■ WORK TO COMPLETE ■
Rewrite the entries starting at their very beginning and ending at the line that contains "box: [317, 97, 329, 133]", changing each "negative clicks" to "excluded clicks" and keeping everything else the same.

■ DATA EXCERPTS ■
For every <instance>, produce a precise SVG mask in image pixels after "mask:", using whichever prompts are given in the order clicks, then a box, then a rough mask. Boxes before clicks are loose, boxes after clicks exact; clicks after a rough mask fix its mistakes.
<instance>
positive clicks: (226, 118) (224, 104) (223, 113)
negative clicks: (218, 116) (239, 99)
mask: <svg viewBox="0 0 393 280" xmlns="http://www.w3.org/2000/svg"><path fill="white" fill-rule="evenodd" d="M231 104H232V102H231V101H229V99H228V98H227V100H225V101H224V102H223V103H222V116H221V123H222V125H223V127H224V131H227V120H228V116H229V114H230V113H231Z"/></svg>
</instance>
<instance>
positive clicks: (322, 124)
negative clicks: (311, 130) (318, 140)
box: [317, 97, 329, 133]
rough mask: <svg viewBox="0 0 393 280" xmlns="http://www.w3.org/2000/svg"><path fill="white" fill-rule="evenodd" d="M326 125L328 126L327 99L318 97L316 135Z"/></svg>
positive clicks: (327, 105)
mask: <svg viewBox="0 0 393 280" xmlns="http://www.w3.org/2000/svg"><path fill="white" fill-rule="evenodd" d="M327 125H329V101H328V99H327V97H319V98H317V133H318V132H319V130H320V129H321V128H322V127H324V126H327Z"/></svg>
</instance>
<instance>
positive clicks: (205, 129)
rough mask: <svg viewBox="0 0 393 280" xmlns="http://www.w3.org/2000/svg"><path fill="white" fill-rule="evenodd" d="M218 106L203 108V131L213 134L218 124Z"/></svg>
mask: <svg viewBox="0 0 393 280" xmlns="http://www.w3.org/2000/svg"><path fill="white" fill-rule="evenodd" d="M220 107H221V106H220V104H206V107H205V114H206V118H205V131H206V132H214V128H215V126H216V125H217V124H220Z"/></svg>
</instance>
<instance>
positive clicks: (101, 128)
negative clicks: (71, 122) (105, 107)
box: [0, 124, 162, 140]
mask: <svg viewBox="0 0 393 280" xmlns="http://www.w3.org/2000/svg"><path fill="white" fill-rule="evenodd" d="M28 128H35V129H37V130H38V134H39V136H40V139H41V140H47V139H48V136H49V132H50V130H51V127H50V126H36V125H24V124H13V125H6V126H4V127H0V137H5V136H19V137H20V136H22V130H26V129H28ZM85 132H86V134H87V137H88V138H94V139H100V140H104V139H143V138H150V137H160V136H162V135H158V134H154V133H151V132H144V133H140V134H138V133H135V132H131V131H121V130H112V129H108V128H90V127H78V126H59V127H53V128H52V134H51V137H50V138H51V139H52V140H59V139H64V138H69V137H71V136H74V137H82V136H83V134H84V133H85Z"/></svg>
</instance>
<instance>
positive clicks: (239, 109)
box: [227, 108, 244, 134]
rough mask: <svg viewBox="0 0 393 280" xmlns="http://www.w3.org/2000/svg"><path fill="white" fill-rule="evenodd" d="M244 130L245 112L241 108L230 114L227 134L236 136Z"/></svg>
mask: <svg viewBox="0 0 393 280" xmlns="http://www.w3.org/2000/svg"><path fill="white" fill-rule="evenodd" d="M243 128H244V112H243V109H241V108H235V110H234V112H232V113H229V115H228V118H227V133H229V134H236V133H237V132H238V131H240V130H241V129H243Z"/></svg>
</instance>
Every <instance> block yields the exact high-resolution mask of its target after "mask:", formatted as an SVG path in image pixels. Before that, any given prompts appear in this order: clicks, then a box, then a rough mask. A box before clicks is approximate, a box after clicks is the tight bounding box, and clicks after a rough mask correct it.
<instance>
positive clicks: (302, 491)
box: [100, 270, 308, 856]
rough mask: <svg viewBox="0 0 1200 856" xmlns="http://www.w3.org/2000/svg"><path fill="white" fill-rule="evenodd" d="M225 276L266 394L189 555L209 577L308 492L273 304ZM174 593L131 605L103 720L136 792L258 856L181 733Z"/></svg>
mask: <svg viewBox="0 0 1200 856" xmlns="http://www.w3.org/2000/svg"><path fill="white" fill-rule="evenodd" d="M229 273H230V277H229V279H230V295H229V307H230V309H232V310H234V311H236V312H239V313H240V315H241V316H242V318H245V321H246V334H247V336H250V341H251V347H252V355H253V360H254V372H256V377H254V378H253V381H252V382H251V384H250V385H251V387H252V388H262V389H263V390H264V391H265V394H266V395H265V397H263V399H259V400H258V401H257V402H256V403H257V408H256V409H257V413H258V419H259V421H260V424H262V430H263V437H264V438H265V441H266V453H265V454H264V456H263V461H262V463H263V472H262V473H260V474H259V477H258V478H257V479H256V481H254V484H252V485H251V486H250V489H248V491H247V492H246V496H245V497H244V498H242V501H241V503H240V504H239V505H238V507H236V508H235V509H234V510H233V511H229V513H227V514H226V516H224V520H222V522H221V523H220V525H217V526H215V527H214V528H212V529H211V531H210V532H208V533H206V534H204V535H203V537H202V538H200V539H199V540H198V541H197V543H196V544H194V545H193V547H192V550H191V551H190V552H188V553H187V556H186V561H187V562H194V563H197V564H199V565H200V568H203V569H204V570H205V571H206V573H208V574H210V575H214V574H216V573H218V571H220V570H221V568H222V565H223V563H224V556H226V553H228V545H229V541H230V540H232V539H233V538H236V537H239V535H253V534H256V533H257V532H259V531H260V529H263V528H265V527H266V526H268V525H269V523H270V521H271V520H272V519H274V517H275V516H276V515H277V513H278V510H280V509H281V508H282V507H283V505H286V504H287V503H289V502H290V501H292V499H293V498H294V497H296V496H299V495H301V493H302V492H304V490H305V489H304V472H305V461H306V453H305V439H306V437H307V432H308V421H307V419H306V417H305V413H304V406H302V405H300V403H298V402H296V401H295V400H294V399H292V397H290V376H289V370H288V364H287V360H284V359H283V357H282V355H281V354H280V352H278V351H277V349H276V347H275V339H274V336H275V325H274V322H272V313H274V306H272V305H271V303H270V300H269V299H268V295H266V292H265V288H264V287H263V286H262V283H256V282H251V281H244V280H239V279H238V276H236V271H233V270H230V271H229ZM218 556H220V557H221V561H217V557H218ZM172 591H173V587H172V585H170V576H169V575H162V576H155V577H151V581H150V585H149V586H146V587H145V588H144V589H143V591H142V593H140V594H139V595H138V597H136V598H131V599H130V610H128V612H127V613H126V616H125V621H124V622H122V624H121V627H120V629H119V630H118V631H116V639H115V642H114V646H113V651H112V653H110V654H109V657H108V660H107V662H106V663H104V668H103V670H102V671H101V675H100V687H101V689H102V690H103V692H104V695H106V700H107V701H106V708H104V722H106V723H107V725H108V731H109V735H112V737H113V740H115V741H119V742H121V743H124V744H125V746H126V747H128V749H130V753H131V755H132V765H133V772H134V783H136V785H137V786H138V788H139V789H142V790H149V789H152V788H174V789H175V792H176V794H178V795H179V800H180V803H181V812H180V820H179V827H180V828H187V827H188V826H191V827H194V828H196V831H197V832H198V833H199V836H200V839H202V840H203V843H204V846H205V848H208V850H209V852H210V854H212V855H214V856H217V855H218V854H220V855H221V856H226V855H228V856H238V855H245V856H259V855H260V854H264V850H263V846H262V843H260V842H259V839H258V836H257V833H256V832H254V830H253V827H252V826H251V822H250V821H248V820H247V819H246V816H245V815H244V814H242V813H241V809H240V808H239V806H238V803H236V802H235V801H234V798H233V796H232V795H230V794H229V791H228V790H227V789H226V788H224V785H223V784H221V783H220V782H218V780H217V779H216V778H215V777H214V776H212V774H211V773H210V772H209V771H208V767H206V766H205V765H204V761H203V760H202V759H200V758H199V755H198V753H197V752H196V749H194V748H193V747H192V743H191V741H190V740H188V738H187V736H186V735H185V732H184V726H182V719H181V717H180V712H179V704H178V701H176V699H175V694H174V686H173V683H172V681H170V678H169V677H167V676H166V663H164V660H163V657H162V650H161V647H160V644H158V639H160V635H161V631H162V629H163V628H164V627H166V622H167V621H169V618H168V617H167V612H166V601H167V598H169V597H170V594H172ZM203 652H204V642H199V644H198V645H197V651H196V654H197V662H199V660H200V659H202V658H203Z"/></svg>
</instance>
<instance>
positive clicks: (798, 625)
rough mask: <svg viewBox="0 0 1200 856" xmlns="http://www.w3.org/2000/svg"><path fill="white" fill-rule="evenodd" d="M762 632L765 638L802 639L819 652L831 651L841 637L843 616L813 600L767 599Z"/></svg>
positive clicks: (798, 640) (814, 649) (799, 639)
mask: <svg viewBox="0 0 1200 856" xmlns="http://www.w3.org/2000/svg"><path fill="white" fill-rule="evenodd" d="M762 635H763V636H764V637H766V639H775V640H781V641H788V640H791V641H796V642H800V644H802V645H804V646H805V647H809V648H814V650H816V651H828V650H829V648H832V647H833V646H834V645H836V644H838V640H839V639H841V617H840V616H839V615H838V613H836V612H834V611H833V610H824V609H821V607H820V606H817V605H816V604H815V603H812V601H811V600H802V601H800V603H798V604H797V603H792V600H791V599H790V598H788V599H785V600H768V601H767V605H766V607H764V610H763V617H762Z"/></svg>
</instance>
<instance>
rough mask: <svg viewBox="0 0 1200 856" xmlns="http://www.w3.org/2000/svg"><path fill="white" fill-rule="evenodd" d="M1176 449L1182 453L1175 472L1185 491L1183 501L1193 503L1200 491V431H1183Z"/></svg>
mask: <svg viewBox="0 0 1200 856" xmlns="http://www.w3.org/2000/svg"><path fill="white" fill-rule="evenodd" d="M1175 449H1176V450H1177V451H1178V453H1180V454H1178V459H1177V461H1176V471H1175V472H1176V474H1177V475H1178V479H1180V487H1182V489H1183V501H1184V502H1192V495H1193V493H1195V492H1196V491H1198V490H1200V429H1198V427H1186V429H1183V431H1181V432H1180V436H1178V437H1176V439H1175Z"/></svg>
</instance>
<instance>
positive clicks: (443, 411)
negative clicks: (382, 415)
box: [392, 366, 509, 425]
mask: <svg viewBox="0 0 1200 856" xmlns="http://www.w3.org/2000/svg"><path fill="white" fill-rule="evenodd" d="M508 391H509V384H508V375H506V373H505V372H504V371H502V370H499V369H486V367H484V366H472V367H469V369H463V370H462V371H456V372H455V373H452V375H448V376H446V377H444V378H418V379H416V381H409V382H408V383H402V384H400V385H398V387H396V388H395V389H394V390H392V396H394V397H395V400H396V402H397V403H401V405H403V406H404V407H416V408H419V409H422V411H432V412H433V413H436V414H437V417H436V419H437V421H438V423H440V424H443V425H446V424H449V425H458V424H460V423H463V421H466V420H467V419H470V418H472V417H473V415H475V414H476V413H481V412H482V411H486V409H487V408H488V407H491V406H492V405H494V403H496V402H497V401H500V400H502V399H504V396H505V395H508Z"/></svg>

■ RESULT FOR THIS TASK ■
For every <instance>, produce a precise SVG mask in image pixels after "mask:", using whichever prompts are given in the order clicks, then a box, then a rough mask. Boxes before clicks are loose, boxes after clicks exact; clicks after a rough mask fix its mistakes.
<instance>
positive clicks: (226, 118) (224, 104) (223, 113)
excluded clicks: (218, 116) (239, 99)
mask: <svg viewBox="0 0 393 280" xmlns="http://www.w3.org/2000/svg"><path fill="white" fill-rule="evenodd" d="M231 104H232V102H231V101H229V99H228V98H227V100H225V101H224V102H223V103H222V116H221V123H222V125H223V127H224V131H227V120H228V116H229V114H230V113H231Z"/></svg>
</instance>
<instance>
positive clicks: (322, 124)
excluded clicks: (311, 130) (318, 140)
box: [317, 97, 329, 133]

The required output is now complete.